* **Task directions**
Please copy the data below, replacing each occurrence of "much appreciated" with "very helpful" and leaving everything else as it is.

···

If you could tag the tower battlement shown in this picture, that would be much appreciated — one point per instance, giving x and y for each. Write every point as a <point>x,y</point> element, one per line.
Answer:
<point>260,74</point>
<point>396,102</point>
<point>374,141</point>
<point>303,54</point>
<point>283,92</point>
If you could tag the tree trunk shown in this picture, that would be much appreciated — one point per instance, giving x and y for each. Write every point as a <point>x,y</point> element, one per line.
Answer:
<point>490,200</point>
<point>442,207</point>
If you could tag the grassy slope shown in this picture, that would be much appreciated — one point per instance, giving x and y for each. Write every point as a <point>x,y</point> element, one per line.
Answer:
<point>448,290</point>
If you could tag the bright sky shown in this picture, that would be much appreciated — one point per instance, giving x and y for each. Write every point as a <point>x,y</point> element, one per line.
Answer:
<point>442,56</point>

···

* **Correct response**
If you could tag the tower battlement shown in this picture, that would be very helpful — one point per instance, giving x and y for each. Write every point as a <point>x,y</point> element, one per line.
Answer:
<point>260,74</point>
<point>396,102</point>
<point>374,141</point>
<point>303,54</point>
<point>283,92</point>
If you could tag the tree trunk shown in this picture, that would be very helpful — one point per instance, giving x and y for each. Write every point as a <point>x,y</point> element, one per line.
Answer:
<point>490,200</point>
<point>442,207</point>
If you could tag the grassy slope shown in this picture, that would be very helpful — one point per instance, giving x and y for each. Write every point as a <point>x,y</point> element, one per line.
Answer:
<point>448,290</point>
If you could tag the bright sky shown in this picture, that would be very helpful — one point per instance, giving x and y for each. Write every point as a <point>x,y</point> element, one per line.
Answer:
<point>442,56</point>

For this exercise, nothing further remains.